━━━ Supplied material ━━━

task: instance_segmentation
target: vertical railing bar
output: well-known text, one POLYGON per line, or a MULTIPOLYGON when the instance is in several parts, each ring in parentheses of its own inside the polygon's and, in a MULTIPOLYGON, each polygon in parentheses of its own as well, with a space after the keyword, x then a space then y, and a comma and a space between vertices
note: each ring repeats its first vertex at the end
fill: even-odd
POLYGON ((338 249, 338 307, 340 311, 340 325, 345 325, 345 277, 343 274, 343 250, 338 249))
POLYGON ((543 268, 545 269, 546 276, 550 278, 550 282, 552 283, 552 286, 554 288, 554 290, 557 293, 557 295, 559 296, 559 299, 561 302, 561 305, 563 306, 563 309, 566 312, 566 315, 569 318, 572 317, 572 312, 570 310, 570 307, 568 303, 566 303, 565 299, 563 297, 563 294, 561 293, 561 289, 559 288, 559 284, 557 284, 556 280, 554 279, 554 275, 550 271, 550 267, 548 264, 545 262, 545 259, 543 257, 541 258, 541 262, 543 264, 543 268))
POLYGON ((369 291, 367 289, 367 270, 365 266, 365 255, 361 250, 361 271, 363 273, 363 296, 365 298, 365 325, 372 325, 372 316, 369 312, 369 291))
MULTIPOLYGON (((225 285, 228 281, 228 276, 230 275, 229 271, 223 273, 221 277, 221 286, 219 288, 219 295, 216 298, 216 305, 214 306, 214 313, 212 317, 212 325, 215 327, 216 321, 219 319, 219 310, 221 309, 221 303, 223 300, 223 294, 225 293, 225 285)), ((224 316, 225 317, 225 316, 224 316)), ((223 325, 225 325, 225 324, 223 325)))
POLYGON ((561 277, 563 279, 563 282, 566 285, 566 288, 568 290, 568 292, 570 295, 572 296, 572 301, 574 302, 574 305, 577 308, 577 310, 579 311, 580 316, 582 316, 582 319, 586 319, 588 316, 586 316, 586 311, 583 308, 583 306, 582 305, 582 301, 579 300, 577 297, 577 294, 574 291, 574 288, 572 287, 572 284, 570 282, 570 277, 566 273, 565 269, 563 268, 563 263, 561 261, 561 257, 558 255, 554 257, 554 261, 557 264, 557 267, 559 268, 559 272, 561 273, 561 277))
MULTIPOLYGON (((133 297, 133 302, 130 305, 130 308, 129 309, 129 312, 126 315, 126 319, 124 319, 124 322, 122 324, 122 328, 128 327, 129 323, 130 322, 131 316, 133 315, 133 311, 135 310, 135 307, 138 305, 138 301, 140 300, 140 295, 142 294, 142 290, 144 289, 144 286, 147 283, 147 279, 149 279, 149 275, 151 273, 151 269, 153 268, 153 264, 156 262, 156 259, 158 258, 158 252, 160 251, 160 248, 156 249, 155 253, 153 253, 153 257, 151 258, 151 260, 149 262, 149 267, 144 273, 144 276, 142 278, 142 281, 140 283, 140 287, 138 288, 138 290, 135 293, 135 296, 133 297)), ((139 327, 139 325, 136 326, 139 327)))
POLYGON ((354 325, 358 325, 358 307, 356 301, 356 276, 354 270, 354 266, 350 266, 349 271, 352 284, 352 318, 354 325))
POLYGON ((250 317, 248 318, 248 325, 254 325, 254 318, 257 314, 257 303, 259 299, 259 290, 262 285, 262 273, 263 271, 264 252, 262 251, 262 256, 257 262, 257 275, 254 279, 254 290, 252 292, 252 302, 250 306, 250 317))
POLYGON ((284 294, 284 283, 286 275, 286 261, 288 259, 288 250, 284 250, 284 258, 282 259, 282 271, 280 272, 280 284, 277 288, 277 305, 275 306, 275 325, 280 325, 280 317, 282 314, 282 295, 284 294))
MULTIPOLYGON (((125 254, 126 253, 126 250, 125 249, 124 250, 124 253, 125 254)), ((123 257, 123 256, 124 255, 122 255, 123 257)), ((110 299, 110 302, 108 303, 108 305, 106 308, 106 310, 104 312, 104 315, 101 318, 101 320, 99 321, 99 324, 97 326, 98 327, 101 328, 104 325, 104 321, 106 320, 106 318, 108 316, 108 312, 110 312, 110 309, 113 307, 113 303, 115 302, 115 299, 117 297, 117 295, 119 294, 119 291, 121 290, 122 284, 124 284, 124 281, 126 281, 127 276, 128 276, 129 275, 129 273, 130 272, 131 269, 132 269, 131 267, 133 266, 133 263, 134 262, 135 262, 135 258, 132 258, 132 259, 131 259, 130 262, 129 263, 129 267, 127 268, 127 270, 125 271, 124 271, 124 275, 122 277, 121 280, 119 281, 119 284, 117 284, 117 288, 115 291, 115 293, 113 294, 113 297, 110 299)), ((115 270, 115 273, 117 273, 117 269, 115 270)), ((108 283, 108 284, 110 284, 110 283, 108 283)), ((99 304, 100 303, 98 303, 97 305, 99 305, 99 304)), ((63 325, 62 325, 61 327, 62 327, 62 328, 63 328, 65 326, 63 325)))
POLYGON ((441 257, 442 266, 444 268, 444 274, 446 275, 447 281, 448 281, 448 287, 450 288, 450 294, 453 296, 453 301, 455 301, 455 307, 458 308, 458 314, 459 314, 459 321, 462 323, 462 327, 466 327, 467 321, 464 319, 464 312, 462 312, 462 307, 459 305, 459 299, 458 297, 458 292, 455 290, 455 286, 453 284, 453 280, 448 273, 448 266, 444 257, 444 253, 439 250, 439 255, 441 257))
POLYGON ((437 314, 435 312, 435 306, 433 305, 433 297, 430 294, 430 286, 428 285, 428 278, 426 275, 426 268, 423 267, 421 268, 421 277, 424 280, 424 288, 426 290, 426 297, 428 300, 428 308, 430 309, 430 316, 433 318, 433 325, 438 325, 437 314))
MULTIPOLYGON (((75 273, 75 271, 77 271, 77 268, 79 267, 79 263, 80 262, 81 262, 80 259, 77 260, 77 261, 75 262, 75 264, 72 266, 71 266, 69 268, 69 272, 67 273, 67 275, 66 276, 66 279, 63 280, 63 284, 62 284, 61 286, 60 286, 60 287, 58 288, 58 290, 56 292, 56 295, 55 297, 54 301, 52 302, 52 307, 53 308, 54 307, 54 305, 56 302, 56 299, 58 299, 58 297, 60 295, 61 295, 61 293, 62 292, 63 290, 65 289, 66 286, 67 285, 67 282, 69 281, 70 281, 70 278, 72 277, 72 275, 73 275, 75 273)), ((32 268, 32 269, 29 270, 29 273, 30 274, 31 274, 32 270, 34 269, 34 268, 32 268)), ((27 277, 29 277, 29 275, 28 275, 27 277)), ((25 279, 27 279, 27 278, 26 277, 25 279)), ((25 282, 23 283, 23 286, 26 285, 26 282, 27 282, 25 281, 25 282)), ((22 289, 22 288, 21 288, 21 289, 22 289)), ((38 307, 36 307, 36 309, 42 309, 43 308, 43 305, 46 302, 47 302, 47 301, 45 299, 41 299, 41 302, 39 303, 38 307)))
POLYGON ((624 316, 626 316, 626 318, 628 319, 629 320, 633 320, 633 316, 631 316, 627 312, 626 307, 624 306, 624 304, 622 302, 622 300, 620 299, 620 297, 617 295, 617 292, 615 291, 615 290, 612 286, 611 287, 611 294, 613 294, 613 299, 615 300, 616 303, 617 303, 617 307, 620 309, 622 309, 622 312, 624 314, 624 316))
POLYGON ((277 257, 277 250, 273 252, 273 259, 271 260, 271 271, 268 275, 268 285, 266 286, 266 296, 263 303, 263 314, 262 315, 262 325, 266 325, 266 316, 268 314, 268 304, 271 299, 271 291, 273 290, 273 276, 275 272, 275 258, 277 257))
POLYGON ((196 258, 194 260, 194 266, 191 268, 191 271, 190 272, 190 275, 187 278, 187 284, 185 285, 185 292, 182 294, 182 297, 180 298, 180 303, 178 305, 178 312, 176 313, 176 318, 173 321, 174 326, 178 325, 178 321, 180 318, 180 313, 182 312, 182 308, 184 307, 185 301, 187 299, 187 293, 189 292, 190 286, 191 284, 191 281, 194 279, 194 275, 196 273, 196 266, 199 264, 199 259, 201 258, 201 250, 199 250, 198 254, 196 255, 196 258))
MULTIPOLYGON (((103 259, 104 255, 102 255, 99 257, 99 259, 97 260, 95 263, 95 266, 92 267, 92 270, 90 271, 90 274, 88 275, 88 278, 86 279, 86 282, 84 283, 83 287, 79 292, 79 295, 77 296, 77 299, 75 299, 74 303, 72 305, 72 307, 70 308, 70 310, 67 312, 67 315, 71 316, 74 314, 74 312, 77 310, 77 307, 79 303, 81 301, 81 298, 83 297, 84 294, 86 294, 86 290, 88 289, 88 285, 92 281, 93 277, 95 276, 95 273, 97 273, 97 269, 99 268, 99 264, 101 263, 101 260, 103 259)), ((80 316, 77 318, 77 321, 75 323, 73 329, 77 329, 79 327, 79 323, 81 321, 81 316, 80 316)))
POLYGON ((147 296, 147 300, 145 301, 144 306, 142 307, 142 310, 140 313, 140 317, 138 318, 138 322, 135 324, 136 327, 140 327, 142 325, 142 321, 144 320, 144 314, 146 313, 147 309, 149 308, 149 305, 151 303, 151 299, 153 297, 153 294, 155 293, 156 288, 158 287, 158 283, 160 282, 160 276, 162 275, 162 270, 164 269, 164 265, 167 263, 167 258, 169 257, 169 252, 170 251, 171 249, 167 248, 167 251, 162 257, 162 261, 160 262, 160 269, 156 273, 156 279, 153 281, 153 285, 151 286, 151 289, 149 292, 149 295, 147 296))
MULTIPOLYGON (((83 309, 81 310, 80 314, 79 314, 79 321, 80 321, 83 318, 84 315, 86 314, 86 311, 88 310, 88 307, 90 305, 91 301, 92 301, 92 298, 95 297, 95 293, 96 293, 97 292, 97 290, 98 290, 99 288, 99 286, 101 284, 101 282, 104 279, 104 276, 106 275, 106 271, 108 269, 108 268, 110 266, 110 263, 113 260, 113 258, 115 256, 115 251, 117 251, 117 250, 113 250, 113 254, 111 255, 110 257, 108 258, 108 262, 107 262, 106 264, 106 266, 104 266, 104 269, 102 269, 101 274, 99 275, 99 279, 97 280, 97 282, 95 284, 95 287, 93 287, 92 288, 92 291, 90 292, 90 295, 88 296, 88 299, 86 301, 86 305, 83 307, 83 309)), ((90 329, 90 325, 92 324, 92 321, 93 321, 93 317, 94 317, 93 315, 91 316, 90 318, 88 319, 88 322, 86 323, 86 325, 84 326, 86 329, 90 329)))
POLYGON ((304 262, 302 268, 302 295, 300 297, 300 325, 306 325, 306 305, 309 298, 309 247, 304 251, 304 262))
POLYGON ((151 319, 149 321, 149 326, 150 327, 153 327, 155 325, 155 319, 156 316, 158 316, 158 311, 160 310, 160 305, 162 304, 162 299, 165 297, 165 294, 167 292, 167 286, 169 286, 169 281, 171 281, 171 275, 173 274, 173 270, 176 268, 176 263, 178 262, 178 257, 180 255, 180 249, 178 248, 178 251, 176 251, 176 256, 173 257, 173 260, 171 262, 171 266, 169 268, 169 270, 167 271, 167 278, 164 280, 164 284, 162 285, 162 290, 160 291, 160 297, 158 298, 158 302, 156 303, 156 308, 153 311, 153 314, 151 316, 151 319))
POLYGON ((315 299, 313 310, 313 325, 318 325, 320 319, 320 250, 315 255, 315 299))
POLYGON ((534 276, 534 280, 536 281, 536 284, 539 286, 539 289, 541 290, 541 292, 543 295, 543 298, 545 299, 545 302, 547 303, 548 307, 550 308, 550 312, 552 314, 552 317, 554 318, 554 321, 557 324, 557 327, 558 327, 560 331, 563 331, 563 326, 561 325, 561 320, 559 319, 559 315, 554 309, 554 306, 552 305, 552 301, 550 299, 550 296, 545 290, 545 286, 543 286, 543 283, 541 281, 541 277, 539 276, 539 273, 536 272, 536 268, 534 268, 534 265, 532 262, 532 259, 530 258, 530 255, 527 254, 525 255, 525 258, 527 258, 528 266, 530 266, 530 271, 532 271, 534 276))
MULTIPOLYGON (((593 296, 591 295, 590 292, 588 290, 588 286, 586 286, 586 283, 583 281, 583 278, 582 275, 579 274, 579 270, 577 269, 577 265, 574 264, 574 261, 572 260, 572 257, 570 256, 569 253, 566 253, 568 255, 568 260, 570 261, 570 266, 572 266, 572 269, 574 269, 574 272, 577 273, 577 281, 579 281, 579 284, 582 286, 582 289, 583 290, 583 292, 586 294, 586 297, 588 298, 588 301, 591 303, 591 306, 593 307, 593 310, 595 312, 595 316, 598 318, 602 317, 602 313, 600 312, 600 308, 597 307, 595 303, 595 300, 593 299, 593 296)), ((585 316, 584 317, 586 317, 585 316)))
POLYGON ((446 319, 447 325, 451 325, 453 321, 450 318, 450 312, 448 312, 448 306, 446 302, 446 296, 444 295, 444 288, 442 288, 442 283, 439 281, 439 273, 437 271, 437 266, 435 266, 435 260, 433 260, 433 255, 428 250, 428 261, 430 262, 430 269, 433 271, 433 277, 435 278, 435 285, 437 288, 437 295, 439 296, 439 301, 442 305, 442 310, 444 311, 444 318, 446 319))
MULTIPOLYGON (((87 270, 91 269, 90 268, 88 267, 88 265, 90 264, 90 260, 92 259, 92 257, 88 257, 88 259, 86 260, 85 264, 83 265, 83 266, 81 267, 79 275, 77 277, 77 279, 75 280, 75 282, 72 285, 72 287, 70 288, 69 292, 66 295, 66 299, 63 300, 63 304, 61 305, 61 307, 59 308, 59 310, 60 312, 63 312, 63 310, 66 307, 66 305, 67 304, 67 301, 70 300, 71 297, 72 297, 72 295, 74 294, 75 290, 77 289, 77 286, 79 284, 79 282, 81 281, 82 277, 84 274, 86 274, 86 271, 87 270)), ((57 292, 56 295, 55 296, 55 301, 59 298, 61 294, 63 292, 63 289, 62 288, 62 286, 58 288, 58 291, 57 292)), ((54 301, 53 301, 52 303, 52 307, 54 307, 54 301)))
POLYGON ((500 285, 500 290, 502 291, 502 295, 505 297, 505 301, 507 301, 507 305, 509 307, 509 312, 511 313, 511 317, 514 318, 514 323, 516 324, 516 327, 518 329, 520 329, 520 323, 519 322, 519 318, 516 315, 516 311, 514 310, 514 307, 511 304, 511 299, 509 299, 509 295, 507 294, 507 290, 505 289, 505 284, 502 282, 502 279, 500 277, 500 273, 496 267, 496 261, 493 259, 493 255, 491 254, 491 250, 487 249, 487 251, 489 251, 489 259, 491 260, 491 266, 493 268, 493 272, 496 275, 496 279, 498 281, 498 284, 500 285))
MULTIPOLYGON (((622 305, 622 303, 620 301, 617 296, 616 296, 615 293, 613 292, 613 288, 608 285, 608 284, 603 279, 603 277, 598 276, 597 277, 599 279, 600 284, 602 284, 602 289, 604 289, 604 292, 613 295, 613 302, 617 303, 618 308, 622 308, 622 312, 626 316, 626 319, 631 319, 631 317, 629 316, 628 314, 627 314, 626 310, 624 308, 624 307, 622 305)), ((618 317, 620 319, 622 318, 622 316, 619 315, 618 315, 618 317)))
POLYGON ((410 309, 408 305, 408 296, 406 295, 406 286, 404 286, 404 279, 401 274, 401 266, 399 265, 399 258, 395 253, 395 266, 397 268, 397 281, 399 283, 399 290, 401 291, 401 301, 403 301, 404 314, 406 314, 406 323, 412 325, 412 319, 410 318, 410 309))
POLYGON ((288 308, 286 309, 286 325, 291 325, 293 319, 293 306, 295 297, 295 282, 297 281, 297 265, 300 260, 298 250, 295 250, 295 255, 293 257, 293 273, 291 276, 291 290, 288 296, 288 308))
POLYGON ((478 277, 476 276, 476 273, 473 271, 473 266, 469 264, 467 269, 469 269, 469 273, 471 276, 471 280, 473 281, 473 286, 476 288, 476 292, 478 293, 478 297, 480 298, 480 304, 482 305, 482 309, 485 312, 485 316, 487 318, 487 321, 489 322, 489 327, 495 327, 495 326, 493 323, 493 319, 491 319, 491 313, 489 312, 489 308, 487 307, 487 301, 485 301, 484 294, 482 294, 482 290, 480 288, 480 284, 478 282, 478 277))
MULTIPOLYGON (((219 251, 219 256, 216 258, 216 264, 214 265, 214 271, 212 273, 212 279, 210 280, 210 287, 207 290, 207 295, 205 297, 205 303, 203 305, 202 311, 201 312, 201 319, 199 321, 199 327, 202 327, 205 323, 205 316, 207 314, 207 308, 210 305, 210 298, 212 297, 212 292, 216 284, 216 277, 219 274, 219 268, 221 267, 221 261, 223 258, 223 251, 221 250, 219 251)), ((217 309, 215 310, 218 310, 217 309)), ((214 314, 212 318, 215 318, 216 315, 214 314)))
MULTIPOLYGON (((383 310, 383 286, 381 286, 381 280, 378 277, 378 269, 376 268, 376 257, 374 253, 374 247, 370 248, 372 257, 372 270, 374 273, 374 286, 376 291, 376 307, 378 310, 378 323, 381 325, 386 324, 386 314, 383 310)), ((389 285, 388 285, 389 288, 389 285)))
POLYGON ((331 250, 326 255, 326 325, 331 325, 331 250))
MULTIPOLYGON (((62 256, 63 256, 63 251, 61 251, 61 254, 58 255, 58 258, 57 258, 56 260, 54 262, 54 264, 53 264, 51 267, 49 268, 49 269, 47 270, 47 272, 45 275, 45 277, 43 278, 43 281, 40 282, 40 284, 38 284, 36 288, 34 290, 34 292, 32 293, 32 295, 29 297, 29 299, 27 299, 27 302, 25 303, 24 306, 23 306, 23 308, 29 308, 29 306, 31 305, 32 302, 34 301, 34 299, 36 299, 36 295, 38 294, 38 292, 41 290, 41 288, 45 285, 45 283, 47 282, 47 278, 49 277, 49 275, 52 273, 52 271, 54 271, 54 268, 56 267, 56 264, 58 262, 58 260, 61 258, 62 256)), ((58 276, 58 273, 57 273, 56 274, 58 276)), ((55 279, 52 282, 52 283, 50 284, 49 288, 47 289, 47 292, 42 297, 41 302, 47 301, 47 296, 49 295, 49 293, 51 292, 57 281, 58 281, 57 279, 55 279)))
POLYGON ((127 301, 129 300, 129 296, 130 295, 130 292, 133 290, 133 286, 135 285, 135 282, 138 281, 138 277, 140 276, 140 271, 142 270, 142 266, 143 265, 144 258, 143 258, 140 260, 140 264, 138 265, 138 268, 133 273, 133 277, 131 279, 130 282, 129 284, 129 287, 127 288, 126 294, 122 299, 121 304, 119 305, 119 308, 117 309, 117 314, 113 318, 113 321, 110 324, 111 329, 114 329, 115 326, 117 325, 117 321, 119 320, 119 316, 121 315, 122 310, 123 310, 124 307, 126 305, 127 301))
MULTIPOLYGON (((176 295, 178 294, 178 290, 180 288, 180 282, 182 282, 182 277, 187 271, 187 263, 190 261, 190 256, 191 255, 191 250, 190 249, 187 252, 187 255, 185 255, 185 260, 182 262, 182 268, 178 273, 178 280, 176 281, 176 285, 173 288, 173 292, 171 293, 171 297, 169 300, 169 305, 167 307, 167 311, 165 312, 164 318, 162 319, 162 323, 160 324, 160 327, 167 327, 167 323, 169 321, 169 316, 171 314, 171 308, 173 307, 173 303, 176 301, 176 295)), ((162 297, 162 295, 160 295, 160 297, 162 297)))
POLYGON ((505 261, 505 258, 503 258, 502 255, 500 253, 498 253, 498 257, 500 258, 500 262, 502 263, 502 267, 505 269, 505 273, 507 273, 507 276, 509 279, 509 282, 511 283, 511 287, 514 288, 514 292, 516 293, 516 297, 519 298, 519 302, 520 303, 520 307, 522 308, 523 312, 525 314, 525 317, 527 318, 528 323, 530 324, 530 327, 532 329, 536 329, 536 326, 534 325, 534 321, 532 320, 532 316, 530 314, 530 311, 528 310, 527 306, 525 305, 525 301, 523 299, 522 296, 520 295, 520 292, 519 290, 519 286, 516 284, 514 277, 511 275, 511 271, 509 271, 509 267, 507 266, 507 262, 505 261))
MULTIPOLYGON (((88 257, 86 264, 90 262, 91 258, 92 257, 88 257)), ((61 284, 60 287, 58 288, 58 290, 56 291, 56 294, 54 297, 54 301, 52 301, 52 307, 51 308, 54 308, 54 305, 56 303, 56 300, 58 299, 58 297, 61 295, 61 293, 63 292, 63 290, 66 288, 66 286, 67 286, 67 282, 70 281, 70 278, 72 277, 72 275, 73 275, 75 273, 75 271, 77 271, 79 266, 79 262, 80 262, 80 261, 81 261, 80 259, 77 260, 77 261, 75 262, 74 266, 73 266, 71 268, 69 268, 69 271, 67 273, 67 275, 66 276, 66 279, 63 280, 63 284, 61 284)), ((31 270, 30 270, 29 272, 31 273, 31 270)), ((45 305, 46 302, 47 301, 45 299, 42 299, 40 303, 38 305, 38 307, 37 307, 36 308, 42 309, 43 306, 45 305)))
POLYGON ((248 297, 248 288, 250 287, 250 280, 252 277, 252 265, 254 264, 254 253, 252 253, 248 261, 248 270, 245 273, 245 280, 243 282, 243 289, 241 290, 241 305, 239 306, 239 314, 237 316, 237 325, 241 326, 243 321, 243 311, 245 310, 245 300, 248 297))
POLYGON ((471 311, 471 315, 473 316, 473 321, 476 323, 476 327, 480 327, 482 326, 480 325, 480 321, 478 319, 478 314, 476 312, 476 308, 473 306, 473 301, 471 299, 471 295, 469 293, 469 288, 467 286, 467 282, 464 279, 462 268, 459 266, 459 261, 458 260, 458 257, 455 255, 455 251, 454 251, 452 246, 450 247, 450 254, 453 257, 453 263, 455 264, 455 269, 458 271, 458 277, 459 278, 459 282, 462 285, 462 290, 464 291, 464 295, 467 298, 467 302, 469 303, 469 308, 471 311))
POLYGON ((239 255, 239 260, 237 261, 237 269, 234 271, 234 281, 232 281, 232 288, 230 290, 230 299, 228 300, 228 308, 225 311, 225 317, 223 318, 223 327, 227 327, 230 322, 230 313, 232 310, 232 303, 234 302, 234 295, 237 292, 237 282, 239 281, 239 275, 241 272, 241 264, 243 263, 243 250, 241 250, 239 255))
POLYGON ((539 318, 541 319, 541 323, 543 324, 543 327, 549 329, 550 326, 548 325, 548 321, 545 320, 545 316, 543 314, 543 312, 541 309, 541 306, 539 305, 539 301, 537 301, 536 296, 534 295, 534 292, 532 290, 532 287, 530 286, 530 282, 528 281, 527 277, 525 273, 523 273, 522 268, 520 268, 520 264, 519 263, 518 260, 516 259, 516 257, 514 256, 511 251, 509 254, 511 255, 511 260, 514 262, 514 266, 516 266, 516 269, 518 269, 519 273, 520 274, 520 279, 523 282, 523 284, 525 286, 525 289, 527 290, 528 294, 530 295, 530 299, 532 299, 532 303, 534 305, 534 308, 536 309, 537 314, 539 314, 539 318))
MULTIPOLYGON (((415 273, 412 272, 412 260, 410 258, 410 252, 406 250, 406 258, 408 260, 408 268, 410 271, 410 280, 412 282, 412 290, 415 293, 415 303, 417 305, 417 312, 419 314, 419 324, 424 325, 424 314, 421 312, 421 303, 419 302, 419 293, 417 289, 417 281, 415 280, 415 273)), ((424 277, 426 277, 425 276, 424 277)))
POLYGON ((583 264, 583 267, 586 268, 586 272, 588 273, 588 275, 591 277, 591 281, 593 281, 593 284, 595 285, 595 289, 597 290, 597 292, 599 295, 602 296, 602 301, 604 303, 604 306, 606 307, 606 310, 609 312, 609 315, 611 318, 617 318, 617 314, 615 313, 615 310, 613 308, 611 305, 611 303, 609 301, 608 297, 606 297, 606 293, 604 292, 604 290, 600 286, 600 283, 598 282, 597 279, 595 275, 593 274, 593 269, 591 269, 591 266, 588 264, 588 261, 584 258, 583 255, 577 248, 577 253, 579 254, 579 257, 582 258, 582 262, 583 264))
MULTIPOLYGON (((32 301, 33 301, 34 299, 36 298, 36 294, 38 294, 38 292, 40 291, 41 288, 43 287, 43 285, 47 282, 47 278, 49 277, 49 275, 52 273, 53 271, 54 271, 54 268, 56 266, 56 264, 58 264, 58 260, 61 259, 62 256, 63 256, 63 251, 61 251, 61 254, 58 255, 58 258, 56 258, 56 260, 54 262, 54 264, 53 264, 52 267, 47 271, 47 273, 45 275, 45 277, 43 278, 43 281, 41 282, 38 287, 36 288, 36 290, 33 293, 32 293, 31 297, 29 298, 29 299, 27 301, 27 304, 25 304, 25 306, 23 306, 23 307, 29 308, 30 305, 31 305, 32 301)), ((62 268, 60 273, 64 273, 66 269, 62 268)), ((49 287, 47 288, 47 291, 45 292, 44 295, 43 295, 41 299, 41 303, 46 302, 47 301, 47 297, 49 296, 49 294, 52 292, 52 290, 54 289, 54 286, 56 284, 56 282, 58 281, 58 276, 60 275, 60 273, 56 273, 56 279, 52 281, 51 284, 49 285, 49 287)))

━━━

# Aim of the task
Write out the stretch from the start of the records through the line containing "target: vertical railing bar" as a numbered list, leaving out any blank lines.

# Result for this task
1. task: instance_segmentation
2. target: vertical railing bar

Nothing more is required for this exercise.